=== Extract provided ===

If Allah Revealed It, Who Protected It?
Manuscripts, Preservation, and the History of the Bible Before Islam
Introduction
If Allah revealed the Torah and the Gospel…
And if His words cannot be changed…
And if Christians were commanded to judge by what was revealed in the Gospel…
Then a natural question follows:
Did those Scriptures survive in recognizable form before the rise of Islam?
This is no longer just a theological question.
It is now a historical one.
What Would Corruption Look Like?
Before examining manuscripts, we should define what “corruption” would require.
If the Torah and Gospel were textually corrupted before Muhammad, then:
The original text would need to disappear.
The corruption would need to be widespread.
The altered version would need to replace the original everywhere.
No competing manuscript tradition would survive to expose the change.
In other words, the corruption would need to be global and successful.
But is that what history shows?
The Old Testament Before Islam
Long before the 7th century, the Hebrew Scriptures were:
Carefully copied by Jewish scribes.
Read publicly in synagogues.
Translated into Greek (the Septuagint).
Quoted extensively by early Christians.
We also possess manuscripts today that predate Islam by centuries.
The Dead Sea Scrolls, discovered in the 20th century, include copies of Old Testament books that date back before the time of Christ.
When these manuscripts are compared with later copies, the level of consistency is striking.
There are spelling differences and minor variations, but the core text remains intact.
This shows something important:
The Torah was not reinvented in the Middle Ages.

===

#### Given exercise 1
In the article on the history of the Bible before Islam, what is the name given for the Greek translation of the Hebrew Scriptures?
#### Given exercise 2
Carry on the article about the history of the Bible before Islam, picking up after its final sentence.

=== Given entries ===

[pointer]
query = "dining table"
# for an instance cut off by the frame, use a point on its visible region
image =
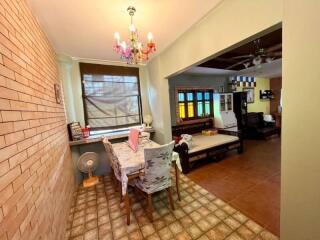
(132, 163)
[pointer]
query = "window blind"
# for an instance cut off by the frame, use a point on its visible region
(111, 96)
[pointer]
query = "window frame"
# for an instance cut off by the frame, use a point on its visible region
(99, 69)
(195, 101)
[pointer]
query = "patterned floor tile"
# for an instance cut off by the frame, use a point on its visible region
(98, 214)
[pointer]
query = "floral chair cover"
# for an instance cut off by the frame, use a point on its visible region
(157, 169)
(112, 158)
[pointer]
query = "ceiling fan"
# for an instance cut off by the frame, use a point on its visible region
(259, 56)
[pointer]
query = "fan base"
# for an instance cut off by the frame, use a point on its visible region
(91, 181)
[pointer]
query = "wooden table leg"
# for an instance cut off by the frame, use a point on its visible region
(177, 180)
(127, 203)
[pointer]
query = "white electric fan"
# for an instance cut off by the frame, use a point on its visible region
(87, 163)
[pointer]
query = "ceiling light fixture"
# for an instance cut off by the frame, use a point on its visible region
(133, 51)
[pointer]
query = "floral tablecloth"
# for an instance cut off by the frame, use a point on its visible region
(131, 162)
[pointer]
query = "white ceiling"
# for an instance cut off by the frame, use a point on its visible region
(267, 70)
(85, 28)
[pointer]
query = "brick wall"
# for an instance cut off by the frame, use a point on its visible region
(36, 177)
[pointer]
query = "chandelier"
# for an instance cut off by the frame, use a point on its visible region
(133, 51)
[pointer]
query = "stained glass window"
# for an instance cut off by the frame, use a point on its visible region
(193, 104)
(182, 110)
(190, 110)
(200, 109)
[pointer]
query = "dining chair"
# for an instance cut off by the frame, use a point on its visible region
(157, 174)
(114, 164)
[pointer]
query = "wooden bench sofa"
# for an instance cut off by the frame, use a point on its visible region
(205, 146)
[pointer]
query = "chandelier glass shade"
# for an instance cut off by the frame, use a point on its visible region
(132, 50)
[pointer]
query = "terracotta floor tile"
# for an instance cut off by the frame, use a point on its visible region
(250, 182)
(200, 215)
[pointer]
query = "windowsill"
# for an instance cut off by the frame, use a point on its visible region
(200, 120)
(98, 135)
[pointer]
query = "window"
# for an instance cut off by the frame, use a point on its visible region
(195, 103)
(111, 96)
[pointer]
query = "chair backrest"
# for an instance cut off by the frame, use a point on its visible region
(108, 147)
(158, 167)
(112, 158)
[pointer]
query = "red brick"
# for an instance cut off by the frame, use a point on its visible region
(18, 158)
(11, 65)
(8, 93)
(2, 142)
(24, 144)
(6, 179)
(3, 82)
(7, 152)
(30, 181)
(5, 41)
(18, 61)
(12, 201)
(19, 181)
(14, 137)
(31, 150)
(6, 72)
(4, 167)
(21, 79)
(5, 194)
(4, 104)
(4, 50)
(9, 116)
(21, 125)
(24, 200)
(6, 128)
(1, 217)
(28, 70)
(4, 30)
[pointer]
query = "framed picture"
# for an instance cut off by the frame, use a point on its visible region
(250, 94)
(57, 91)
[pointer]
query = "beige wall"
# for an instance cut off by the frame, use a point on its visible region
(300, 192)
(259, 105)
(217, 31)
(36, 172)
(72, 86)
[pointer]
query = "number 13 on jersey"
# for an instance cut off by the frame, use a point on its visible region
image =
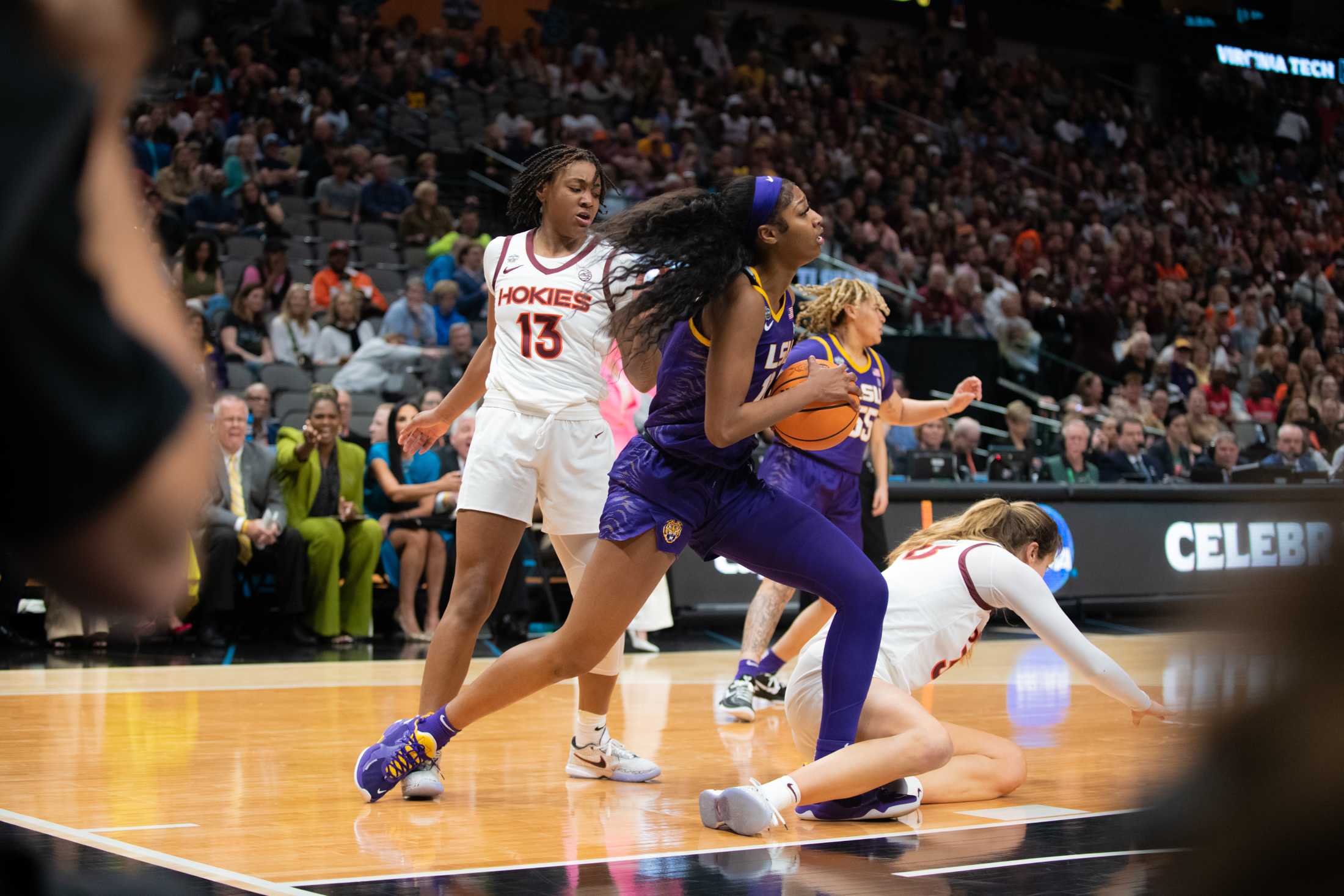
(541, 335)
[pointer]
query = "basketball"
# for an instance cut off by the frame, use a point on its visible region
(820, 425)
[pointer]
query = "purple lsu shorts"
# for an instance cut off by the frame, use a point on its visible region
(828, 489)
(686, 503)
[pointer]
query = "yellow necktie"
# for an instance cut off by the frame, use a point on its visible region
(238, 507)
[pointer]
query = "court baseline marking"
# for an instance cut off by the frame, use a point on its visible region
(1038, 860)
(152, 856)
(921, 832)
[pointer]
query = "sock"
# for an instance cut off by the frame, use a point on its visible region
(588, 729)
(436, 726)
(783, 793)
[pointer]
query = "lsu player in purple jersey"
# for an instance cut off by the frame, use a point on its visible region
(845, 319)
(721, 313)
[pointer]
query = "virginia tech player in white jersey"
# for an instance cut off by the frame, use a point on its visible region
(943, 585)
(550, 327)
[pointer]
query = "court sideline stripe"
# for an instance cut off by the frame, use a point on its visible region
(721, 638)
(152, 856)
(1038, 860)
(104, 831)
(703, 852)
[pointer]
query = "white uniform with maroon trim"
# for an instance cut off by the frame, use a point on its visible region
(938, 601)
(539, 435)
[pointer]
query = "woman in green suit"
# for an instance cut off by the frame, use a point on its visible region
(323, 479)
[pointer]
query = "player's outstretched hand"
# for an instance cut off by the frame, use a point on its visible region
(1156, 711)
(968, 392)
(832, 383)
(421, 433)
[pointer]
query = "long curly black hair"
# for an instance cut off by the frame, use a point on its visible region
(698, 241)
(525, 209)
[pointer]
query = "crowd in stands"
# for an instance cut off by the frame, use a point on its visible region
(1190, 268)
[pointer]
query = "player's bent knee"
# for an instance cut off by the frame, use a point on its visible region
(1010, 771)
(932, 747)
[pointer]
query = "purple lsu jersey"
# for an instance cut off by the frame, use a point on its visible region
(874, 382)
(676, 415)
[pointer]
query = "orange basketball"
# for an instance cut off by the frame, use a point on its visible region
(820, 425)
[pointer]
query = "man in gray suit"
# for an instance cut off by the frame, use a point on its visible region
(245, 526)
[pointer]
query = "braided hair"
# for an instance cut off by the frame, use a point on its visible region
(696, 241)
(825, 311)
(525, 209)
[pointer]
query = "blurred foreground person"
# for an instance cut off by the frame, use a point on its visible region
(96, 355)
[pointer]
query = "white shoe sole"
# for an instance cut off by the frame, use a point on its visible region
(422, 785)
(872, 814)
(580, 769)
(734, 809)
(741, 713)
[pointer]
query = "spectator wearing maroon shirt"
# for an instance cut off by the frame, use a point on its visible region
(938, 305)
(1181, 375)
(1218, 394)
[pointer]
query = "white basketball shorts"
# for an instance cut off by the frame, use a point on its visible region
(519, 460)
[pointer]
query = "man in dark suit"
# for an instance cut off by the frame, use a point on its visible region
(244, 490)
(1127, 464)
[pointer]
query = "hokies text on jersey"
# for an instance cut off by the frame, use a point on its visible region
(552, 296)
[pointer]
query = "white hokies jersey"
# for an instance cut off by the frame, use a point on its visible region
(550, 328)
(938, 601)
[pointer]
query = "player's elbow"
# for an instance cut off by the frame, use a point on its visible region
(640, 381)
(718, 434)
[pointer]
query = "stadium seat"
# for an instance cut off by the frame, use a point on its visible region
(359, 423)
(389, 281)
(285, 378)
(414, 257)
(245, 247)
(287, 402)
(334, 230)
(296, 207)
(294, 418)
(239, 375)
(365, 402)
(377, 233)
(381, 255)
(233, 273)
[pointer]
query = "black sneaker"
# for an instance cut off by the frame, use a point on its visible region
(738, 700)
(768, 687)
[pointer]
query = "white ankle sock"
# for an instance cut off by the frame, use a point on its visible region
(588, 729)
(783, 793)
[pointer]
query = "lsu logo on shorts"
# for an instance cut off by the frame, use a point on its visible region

===

#### Reply 1
The Septuagint.

#### Reply 2
It was already established long before Islam appeared.
The New Testament Before Islam
The same is true of the New Testament.
By the time of Muhammad (early 7th century), Christians had:
Thousands of manuscript copies.
Multiple early translations (Latin, Syriac, Coptic, and others).
Public readings in churches across vast regions.
Theological writings quoting large portions of the text.
We possess Greek manuscripts of the New Testament that date to the 2nd and 3rd centuries — hundreds of years before Islam.
Fragments such as early papyri contain substantial portions of the Gospels and letters.
Entire codices (book collections) from the 4th century preserve nearly complete New Testaments.
This means that the Gospel texts were already widely distributed across the Roman and Persian worlds centuries before the Qur’an was revealed.
Variants and Reality
It is true that the New Testament manuscripts contain textual variants.
But textual variation is not the same as textual corruption.
Because:
The variants are documented.
They are studied openly.
They do not erase the central message.
They do not produce a different Jesus.
In fact, the existence of many manuscripts strengthens the case for preservation.
Why?
Because when a text is copied in many places, across many regions, corruption becomes easier to detect.
A conspiracy to rewrite the Gospel everywhere would have required:
Coordinated global effort.
Total elimination of earlier copies.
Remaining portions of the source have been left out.